Aim: In the forum thread about adding a guitarist to a band, which three members did the original poster's band agree to have?

Discussion in 'Band Management [BG]' started by Ordos2, Apr 15, 2006.

  1. Ordos2


    Jan 16, 2005
    Hi, this is my first post, though i have been stalking the board forever ;D

    The thing is I'm kinda in a sticky situation and I noticed you guys have lots of oppinions :p

    ATM I'm forming a band where we agreed to keep things simple with only 3 members: me on bass, a friend on guitar & vocal, and our drummer buddy.

    Now, I have another friend (guitarist) who I also promised to play with but I wouldn't stand having yet another band ATM.

    So, how can i convince my friends to let my other friend in on the project? =) any thoughts and arguments are welcome.
  2. ebe9


    Feb 26, 2006
    South Africa
    Very simple............

    Ask them.

    Let him audition for the bad (is he a rhythm/lead or both guitarist)
  3. Akami

    Akami Four on the floor

    Mar 6, 2005
    Yeah, do a little playing together and see if it works.
  4. Ordos2


    Jan 16, 2005
    Well, we have jammed all 4 of us in the past, it's not that it doesn't work, we share some musical interest ect. It's just that they wanted to keep the band simple, thus only having 1 guitar, bass and drums.

    We will be playing some QOTSA-like rock where I can fuzz up the bass when we need the extra kick. then again we will also play some catchy rock'n'roll where we would benefit from having 2 guitars.

    come on people :D why is 2 guitars better then 1? =)
  5. snappytom

    snappytom Supporting Member

    Aug 17, 2005
    "... why is 2 guitars better then 1? ...."

    It's not always better .... it depends on the guitarists skill level, the sound you are looking for, the music you want to play, etc ......

    We were a 3 piece band (+vocalist) for a long time. We added 2nd guitarist last fall and now have what I call a solid band. The guitarists complement each other rather than compete, each has different skills, and having another "voice" in the mix allows us to do material that we would not have considered before.

    For what I want to do, I doubt I would ever play in a 3 piece again.

    Like Akami said, play with 4 and see if it works. Or maybe give a few "guest spotlight" tunes to the 4th guitarist so he can participate a bit w/o totally stepping on the simple sound you are looking for.
  6. Dkerwood


    Aug 5, 2005
    It's all about voice. If your one guitarist is sufficient to cover leads and rhythm on his lonesome, then super. If your bass chops are sufficient to add some rhythm underneath, cool.

    Yes, a 3 piece is a lot simpler. It's easier to schedule gigs and rehearsals, and you get a substantially larger amount of money when you get paid.

Data section:
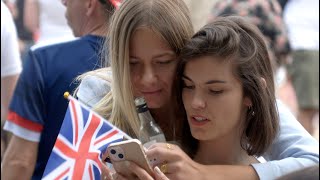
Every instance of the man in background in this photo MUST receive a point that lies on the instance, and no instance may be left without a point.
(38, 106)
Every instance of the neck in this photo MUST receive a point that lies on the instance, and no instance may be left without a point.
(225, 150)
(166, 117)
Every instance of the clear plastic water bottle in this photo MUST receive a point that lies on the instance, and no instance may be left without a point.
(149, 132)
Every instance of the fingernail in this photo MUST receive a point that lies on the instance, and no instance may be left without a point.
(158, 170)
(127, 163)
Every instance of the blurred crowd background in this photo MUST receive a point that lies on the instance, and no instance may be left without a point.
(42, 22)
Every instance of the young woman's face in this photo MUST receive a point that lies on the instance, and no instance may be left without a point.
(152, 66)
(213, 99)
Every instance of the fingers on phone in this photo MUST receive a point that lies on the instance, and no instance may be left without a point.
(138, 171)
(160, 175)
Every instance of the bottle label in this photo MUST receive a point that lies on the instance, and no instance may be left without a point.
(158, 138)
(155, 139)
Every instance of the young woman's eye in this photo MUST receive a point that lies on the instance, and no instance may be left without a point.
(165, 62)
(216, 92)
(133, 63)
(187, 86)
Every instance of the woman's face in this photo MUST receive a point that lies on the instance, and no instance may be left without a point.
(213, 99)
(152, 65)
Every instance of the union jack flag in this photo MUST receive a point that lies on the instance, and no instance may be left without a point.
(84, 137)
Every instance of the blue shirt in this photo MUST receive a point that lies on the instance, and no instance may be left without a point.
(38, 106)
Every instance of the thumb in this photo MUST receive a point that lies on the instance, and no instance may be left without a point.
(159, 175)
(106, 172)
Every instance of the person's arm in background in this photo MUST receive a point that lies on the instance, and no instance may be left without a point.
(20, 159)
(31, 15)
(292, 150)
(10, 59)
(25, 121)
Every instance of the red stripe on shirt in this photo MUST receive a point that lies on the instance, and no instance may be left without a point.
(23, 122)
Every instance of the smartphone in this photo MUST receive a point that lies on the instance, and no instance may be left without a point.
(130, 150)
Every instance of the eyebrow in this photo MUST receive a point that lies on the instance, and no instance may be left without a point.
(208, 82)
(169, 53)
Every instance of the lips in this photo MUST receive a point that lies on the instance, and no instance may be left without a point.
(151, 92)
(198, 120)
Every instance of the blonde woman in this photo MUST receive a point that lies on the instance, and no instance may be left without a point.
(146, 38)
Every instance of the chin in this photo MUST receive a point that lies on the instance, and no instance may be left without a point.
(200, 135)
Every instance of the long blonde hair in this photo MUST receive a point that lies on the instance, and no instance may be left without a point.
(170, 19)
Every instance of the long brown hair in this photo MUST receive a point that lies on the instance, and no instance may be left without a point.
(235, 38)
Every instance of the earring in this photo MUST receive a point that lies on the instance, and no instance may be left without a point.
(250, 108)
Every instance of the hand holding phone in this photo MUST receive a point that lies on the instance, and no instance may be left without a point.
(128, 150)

Final answer: The poster on bass, a friend on guitar and vocals, and a drummer friend.